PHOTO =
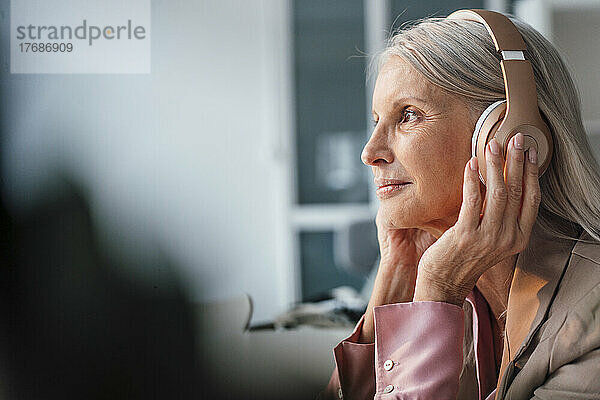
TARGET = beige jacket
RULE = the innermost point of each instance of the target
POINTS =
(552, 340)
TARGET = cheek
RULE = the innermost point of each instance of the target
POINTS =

...

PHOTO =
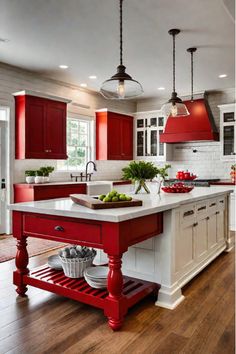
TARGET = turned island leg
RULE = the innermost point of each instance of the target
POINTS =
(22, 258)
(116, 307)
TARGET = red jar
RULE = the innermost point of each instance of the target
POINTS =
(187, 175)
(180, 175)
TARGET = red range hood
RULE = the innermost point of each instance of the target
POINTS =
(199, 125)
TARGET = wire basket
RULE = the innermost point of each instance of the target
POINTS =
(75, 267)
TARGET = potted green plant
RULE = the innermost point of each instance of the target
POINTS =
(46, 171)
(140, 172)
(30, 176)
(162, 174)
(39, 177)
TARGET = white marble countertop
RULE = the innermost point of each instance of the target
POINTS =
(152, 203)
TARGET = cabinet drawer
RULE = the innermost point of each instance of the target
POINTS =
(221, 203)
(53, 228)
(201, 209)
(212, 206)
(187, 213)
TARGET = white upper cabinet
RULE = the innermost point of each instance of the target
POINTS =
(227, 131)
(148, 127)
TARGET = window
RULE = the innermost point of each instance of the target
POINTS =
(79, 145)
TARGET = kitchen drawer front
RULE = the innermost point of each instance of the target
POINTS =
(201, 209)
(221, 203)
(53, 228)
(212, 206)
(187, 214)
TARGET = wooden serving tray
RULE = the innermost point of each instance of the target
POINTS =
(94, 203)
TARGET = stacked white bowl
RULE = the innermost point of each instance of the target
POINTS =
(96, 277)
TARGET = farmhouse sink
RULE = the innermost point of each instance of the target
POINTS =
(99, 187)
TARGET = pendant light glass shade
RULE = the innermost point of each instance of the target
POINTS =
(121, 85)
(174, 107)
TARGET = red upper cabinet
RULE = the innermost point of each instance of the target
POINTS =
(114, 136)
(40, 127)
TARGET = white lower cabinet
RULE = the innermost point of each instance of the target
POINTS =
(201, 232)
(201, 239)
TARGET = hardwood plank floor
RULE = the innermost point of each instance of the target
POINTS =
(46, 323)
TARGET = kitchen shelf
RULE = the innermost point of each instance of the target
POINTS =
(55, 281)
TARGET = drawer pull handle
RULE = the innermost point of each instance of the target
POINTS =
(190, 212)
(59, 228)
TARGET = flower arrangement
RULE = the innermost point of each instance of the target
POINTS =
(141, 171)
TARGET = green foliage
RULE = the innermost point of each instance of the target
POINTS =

(What is required):
Each line of the material that contains the string "kitchen" has to be copied out.

(Answer):
TARGET = kitchen drawer front
TARGET = kitchen shelf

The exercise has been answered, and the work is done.